Write every record out again exactly, and keep images out of it.

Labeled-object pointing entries
§ §

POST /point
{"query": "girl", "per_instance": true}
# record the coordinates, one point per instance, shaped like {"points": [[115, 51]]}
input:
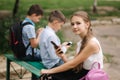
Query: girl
{"points": [[88, 51]]}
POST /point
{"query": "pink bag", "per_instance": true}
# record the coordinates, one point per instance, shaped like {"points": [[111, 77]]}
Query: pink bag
{"points": [[96, 74]]}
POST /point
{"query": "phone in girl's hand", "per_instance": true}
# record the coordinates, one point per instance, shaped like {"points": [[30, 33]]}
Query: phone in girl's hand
{"points": [[55, 46]]}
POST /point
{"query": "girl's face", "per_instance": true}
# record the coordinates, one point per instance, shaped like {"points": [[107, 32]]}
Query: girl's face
{"points": [[79, 26]]}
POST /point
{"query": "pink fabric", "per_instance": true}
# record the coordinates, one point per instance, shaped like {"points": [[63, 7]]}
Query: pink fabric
{"points": [[96, 74]]}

§ §

## Solved exercise
POST /point
{"query": "girl", "per_instance": true}
# record the coordinates, one point per instance, shaped like {"points": [[115, 51]]}
input:
Query: girl
{"points": [[88, 51]]}
POST /point
{"query": "pink bag", "per_instance": true}
# record the coordinates, one point per instance, shaped like {"points": [[111, 77]]}
Query: pink bag
{"points": [[96, 74]]}
POST /point
{"query": "phone in girl's hand", "per_instance": true}
# record the coordinates, one point per instance, shaped like {"points": [[30, 33]]}
Query: phone in girl's hand
{"points": [[55, 46]]}
POST /point
{"query": "girl's face", "per_instance": true}
# record the coordinates, one point per instance, shaped like {"points": [[107, 32]]}
Query: girl's face
{"points": [[79, 26]]}
POST /point
{"query": "pink fabric", "per_instance": true}
# record the coordinates, one point per instance, shaped like {"points": [[63, 7]]}
Query: pink fabric
{"points": [[96, 74]]}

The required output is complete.